> Brano del testo:
========================

Dott. SCODITTI Enrico – Consigliere –

Dott. GORGONI Marilena – rel. Consigliere –

ha pronunciato la seguente:

SENTENZA

sul ricorso 27237-2016 proposto da:

PANORAMICA SRL CASA DI CURA VILLA PIA POLISPECIALISTICA in persona

del legale rappresentante p.t. B.D., elettivamente

domiciliata in ROMA, VIA ORAZIO 3, presso lo studio dell’avvocato

VITO BELLINI, che la rappresenta e difende unitamente agli avvocati

MARIA LUISA BELLINI, GIUSEPPE GRAZIOSI;

– ricorrenti –

contro

ASL ROMA (OMISSIS), elettivamente domiciliata in ROMA, VIA CASAL

BERNOCCHI PRESSO ASL, presso lo studio dell’avvocato FABIO FERRARA,

che la rappresenta e difende;

REGIONE LAZIO in persona del Presidente pro tempore della Giunta

Regionale, elettivamente domiciliata in ROMA, VIA MARCANTONIO

COLONNA 27 presso lo studio dell’avvocato TIZIANA CIOTOLA che la

rappresenta e difende;

– controricorrenti –

avverso la sentenza n. 3566/2016 della CORTE D’APPELLO di ROMA,

depositata il 04/06/2016;

udita la relazione della causa svolta nella pubblica udienza del

12/07/2019 dal Consigliere Dott. MARILENA GORGONI;

lette le conclusioni scritte del Pubblico Ministero, in persona del

Sostituto Procuratore generale CARDINO ALBERTO, che ha chiesto

l’accoglimento dei motivi 3 e 4 di ricorso;

udito il P.M. in persona del Sostituto Procuratore Generale Dott.

CARDINO ALBERTO che ha chiesto l’accoglimento dei motivi 3 e 4 del

ricorso;

udito l’Avvocato MARIA LUISA BELLINI e GIUSEPPE GRAZIOSI;

udito l’Avvocato GIUSEPPE ALLOCCA per delega;

udito l’Avvocato GIOVANNI VETTORI per delega orale.

Fatto

FATTI DI CAUSA

La Soc. Panoramica S.r.l. – Casa di Cura Villa Pia Polispecialistica conveniva in giudizio innanzi al Tribunale di Roma la Azienda USL Roma (OMISSIS), oggi Asl Roma (OMISSIS), e la Regione Lazio per ottenere la somma di Euro 2.324.446,00 quale corrispettivo di prestazioni in eccesso rispetto a quelle programmate, o, in via subordinata, a titolo di risarcimento del danno subito a causa della omessa determinazione da parte della Regione Lazio dei criteri per remunerare prestazioni erogate in eccesso o, in via ulteriormente subordinata, ai sensi dell’art. 2041 c.c..

Il Tribunale di Roma, con sentenza n. 8709/2011, rigettava le domande dell’attrice che proponeva gravame dinanzi alla Corte di appello di Roma chiedendo la riforma integrale della sentenza impugnata, perchè essa avrebbe fondato il rigetto della domanda principale solo sul disposto del D.Lgs. n. 502 del 1992, art. 8 quater che esclude ogni obbligo delle Asl di rimborsare prestazioni erogate extra budget, omettendo di valutare che si trattava di prestazioni erogate non per elezione ma per supplenza; perchè non avrebbe esaminato il fondamento della domanda proposta a titolo risarcitorio e perchè, infine, avrebbe rigettato la domanda fondata sull’art. 2041 c.c., ritenendo assente ogni utilitas per la ASL.

========================

> Righe fornite:
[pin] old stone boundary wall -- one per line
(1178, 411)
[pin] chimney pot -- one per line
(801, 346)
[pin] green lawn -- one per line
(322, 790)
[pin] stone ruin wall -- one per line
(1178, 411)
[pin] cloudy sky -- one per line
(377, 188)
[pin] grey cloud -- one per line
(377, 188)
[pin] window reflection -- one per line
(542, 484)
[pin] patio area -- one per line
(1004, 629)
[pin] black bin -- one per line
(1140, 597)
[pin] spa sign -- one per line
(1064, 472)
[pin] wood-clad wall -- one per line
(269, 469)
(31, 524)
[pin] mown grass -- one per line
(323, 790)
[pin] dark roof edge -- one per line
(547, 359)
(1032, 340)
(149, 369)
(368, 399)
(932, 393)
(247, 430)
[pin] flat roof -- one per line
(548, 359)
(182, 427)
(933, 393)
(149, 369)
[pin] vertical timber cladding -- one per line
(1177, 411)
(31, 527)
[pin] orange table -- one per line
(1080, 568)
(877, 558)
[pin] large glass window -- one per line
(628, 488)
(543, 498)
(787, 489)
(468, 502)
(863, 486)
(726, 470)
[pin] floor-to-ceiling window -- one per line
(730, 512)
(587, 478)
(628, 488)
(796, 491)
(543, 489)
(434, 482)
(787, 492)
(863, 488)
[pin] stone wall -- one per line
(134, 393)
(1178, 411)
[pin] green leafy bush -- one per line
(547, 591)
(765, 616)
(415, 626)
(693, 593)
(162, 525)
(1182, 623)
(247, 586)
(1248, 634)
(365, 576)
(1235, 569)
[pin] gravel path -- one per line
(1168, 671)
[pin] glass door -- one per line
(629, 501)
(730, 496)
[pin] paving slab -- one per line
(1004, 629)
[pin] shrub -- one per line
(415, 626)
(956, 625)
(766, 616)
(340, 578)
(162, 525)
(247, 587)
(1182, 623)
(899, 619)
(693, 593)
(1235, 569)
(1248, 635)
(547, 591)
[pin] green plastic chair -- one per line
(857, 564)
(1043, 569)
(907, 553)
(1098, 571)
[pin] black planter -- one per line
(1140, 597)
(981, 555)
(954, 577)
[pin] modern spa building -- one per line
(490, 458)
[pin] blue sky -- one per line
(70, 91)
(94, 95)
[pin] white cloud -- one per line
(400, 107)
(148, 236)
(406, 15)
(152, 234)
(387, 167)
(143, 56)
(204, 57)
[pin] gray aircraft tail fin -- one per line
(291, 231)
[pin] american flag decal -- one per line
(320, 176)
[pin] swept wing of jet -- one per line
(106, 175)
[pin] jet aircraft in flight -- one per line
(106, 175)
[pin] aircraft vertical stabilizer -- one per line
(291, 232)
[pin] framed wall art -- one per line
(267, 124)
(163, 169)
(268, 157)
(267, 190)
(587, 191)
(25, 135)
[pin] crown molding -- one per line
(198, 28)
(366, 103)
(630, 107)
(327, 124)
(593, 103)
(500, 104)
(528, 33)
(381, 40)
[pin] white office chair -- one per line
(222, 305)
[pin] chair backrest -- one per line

========================

> Cosa si chiede:
Nel brano del testo, quale somma chiedeva di ottenere la Soc. Panoramica S.r.l. convenendo in giudizio la Azienda USL Roma e la Regione Lazio?

> Il risultato:
Euro 2.324.446,00, quale corrispettivo di prestazioni in eccesso rispetto a quelle programmate.